PROVIDED ENTRIES below:

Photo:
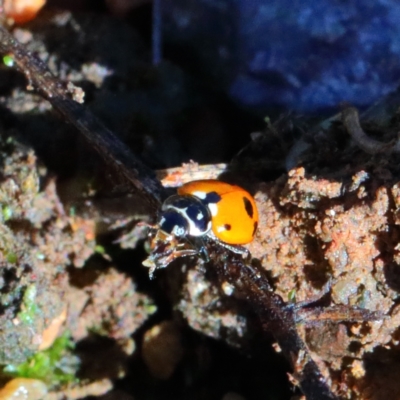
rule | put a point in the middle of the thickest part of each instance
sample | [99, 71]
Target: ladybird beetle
[211, 208]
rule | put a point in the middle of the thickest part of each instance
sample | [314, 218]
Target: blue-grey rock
[303, 55]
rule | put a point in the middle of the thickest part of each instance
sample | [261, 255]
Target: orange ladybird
[219, 210]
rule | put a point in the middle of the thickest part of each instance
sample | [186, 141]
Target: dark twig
[351, 122]
[252, 284]
[112, 150]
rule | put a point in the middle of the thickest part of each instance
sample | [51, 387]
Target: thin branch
[112, 150]
[351, 122]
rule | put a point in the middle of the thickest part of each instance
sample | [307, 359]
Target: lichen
[55, 366]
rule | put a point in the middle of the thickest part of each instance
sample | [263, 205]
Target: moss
[55, 366]
[29, 308]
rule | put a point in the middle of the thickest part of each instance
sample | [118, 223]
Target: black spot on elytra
[255, 228]
[248, 207]
[212, 197]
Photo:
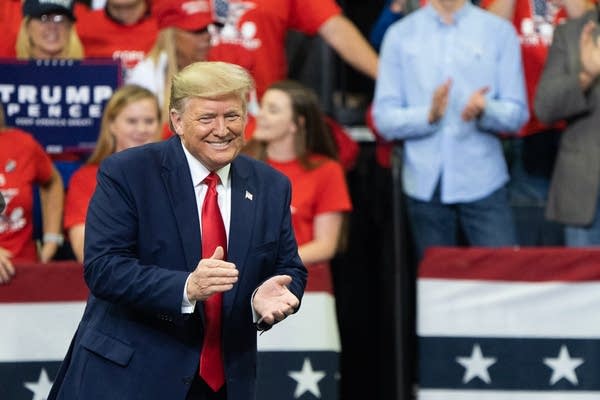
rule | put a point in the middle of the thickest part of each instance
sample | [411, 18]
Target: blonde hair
[209, 80]
[120, 99]
[72, 51]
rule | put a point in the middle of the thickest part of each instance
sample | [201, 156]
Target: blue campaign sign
[59, 101]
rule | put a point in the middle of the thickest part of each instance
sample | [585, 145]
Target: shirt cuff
[187, 306]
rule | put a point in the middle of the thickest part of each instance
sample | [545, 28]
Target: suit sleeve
[559, 95]
[289, 262]
[112, 269]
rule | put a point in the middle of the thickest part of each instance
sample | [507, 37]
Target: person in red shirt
[183, 38]
[131, 118]
[292, 136]
[48, 31]
[23, 165]
[259, 27]
[531, 155]
[123, 30]
[10, 20]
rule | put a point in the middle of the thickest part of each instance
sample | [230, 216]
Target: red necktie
[213, 235]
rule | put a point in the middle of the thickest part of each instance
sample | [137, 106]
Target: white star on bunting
[563, 366]
[308, 380]
[41, 388]
[476, 365]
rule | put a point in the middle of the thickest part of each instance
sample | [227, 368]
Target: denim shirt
[419, 53]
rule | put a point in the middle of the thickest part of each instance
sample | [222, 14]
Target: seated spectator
[183, 38]
[10, 20]
[131, 118]
[569, 90]
[103, 31]
[292, 136]
[25, 165]
[259, 28]
[48, 31]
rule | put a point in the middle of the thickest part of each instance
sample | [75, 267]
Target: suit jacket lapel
[243, 200]
[180, 190]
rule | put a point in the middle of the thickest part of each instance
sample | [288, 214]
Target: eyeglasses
[56, 19]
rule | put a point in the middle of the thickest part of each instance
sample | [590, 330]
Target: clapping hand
[273, 301]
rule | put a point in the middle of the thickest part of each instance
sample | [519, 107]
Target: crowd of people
[493, 104]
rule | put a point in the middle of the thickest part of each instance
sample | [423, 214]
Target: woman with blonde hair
[48, 31]
[131, 118]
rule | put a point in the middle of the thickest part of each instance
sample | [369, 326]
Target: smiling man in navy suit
[143, 329]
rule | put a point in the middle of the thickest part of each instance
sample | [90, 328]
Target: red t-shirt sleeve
[307, 16]
[42, 162]
[334, 195]
[80, 191]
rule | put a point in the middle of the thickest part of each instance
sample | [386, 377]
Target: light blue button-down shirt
[418, 54]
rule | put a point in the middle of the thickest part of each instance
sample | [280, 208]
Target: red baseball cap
[189, 15]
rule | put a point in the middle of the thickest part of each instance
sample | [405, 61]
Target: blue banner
[60, 102]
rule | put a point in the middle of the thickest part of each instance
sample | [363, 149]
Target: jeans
[486, 222]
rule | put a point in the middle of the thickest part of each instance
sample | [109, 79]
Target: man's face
[212, 130]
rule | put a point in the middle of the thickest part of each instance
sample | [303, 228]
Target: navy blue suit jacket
[142, 239]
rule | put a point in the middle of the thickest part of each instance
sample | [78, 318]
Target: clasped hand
[273, 301]
[212, 275]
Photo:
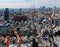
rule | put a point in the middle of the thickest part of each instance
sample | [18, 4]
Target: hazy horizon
[28, 3]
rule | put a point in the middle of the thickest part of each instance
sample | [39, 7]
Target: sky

End of PROVIDED ENTRIES.

-- ASSIGNMENT --
Write all the lines above out again exactly, minus the images.

-- SOLUTION FOR THIS TASK --
Photo:
rule | put a point in the middle of the thickest part of each instance
sample | [99, 71]
Target: ladybird beetle
[211, 208]
rule | put a point in the middle of the thickest part of each instance
sample | [314, 218]
Target: blue-grey rock
[303, 55]
rule | put a point in the middle of the thickest part of each instance
sample | [261, 255]
Target: orange ladybird
[219, 210]
rule | put a point in the middle of the thickest part of each instance
sample | [186, 141]
Target: dark twig
[351, 122]
[252, 284]
[112, 150]
rule | put a point in the middle of the thickest part of each instance
sample | [51, 387]
Target: thin branch
[112, 150]
[351, 122]
rule | put a point in the middle of the thickest part of each instance
sample | [307, 359]
Target: lichen
[55, 366]
rule | put a point in the middle of the thickest part of each instance
sample | [263, 205]
Target: moss
[55, 366]
[29, 308]
rule | put a point in the middle of the thickest part of each instance
sample | [118, 223]
Target: black spot on elytra
[255, 228]
[248, 207]
[212, 197]
Photo:
rule | put a point in the middle of the thickest part of each instance
sample | [411, 18]
Target: blonde hair
[209, 80]
[120, 99]
[72, 51]
rule | put a point in the middle of the thickest part of each instance
sample | [201, 156]
Target: blue campaign sign
[59, 101]
rule | put a point in the middle of the thickest part of each instance
sample | [585, 145]
Target: shirt cuff
[187, 306]
rule | put a point in the middle of the thickest part of each instance
sample | [545, 28]
Target: suit sleeve
[559, 95]
[289, 262]
[112, 269]
rule | put a point in the middle of the thickest part of each instance
sample | [507, 37]
Target: person in red shirt
[183, 38]
[131, 118]
[292, 136]
[48, 31]
[23, 165]
[259, 27]
[531, 155]
[123, 30]
[10, 20]
rule | put a point in the middle of the thickest part of each instance
sample | [230, 216]
Target: red necktie
[213, 235]
rule | put a point in the middle of the thickest part of each instance
sample | [137, 106]
Target: white star on bunting
[563, 366]
[308, 380]
[41, 388]
[476, 365]
rule | put a point in the middle of the thickest part of each instance
sample | [227, 368]
Target: denim shirt
[419, 53]
rule | put a point in the middle of the thickest part of each instance
sample | [222, 14]
Target: seated spectator
[183, 38]
[10, 20]
[131, 118]
[569, 90]
[103, 31]
[292, 136]
[25, 165]
[259, 28]
[48, 31]
rule | put a point in the middle of the thickest part of each instance
sample | [75, 267]
Target: suit jacket lapel
[243, 200]
[180, 190]
rule | put a point in the middle of the thickest part of each instance
sample | [288, 214]
Target: eyeglasses
[56, 19]
rule | put a point in the middle of the thickest part of each instance
sample | [590, 330]
Target: clapping hand
[273, 301]
rule | put a point in the middle of the thickest part of each instance
sample | [519, 107]
Target: crowd of people
[493, 104]
rule | put a point in the middle of the thickest part of each instance
sample | [423, 214]
Target: woman with blonde hair
[48, 31]
[131, 118]
rule | put a point in the middle of the thickest part of each instance
sample | [369, 326]
Target: smiling man in navy suit
[143, 329]
rule | put a point in the middle of the thickest part of each instance
sample | [90, 328]
Target: red t-shirt sleeve
[307, 16]
[42, 162]
[334, 195]
[80, 191]
rule | put a point in the middle of the thickest part of each instance
sample | [386, 377]
Target: light blue button-down shirt
[418, 54]
rule | put a point in the middle of the thickest part of each instance
sample | [280, 208]
Target: red baseball cap
[189, 15]
rule | put a point in the middle of the thickest part of each instance
sample | [405, 61]
Target: blue banner
[60, 102]
rule | put a point in the middle of the thickest part of each instance
sample | [363, 149]
Target: jeans
[486, 222]
rule | put a point in the middle of the thickest part of each instance
sample | [109, 79]
Target: man's face
[212, 130]
rule | put a point in the middle of the thickest part of each instance
sample | [303, 228]
Target: navy blue suit jacket
[142, 239]
rule | put a point in the middle of the thickest part of each instance
sample | [78, 318]
Target: clasped hand
[273, 301]
[212, 275]
Photo:
rule | put a point in the middle of the thickest part of each instance
sample | [18, 4]
Target: hazy horizon
[28, 3]
rule | put a point in the middle of the thickest part of each instance
sample | [39, 7]
Target: sky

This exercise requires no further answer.